WORK ORDER
Rewrite the data below, replacing "rough mask" with "coarse mask" and leaving everything else unchanged.

------------------------------

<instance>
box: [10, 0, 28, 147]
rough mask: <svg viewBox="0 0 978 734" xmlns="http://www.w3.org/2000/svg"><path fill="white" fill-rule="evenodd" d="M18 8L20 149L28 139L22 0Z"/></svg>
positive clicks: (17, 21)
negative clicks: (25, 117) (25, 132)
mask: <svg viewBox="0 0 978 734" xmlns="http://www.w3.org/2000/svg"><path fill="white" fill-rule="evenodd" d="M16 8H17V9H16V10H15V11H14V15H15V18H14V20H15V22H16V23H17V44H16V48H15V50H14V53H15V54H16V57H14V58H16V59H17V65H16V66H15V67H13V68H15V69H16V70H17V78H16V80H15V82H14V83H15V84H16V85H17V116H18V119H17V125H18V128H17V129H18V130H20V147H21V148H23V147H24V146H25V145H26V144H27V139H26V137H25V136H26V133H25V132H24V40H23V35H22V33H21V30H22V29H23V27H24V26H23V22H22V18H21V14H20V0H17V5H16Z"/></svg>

------------------------------

YOUR RESPONSE
<instance>
box: [10, 0, 28, 147]
coarse mask: <svg viewBox="0 0 978 734" xmlns="http://www.w3.org/2000/svg"><path fill="white" fill-rule="evenodd" d="M18 8L20 149L28 139L22 0Z"/></svg>
positive clicks: (17, 21)
negative clicks: (25, 117) (25, 132)
mask: <svg viewBox="0 0 978 734" xmlns="http://www.w3.org/2000/svg"><path fill="white" fill-rule="evenodd" d="M16 8H17V9H16V10H15V11H14V15H15V18H14V20H15V22H16V23H17V44H16V48H15V50H14V53H15V54H16V57H14V58H16V59H17V65H16V66H15V67H13V68H15V69H16V70H17V78H16V80H15V82H14V83H15V84H16V85H17V116H18V119H17V125H18V128H17V129H18V130H20V147H21V148H23V147H24V146H25V145H26V144H27V139H26V137H25V136H26V133H25V132H24V40H23V35H22V33H21V30H22V29H23V27H24V26H23V22H22V18H21V14H20V0H17V5H16Z"/></svg>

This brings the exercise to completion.